- _PROBLEM_:
From the listing below, pull out the stretch from the line containing "of the green" through the line containing "Query: green foliage", copying each line unchanged and nothing else.

- _THE INPUT_:
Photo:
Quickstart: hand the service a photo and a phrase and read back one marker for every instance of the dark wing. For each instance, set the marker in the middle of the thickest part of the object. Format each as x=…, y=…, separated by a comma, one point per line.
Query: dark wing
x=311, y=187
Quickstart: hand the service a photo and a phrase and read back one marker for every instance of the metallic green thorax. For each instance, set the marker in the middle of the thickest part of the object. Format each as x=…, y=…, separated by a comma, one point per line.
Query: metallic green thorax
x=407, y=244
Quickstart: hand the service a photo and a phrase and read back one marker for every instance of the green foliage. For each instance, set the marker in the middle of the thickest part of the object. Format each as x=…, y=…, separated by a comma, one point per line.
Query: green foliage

--

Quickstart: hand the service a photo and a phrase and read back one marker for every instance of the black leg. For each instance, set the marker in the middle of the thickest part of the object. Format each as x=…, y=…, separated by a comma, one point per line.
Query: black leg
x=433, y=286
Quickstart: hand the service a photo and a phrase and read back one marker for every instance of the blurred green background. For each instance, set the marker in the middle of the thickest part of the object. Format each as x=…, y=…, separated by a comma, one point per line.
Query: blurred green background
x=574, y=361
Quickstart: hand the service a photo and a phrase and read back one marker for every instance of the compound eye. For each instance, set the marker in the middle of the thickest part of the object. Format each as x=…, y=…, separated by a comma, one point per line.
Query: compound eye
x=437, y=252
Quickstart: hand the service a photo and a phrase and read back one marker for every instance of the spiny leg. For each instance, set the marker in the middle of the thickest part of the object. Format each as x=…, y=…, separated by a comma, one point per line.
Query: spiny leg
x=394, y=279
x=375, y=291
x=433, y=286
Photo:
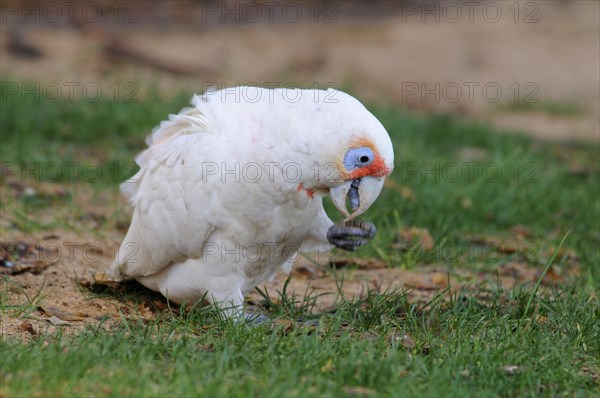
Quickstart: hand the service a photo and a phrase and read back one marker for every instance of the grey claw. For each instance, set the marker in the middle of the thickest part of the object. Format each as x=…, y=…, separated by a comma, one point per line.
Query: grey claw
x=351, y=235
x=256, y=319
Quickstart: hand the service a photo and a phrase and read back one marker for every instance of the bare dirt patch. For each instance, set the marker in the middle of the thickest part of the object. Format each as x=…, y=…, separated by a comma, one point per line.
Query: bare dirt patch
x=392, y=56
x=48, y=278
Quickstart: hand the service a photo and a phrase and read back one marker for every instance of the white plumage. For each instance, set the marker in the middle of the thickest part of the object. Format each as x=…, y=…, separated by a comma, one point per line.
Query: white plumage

- _COMPLETE RESPONSE_:
Quickstart: hand the service a photo and a phrase and read back one marker for every instance of the green foliage. For each instance, set the marker in the middle of the thickest part of the object. Format each as x=…, y=…, separated by a comma, one point per line.
Query: green foliage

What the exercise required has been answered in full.